■ **WHAT IS EXPECTED**
List each line from the entries that contains the word "Find", copying every such line in full.

** start of MATERIAL FOR THIS EXERCISE **

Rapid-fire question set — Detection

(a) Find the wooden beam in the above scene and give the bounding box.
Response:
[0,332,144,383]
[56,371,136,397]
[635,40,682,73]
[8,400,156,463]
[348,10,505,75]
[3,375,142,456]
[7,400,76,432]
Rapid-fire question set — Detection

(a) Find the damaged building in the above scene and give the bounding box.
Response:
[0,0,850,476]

** end of MATERIAL FOR THIS EXERCISE **

■ **TASK RESPONSE**
(a) Find the wooden beam in the above scene and give the bounding box.
(a) Find the damaged building in the above scene and give the bounding box.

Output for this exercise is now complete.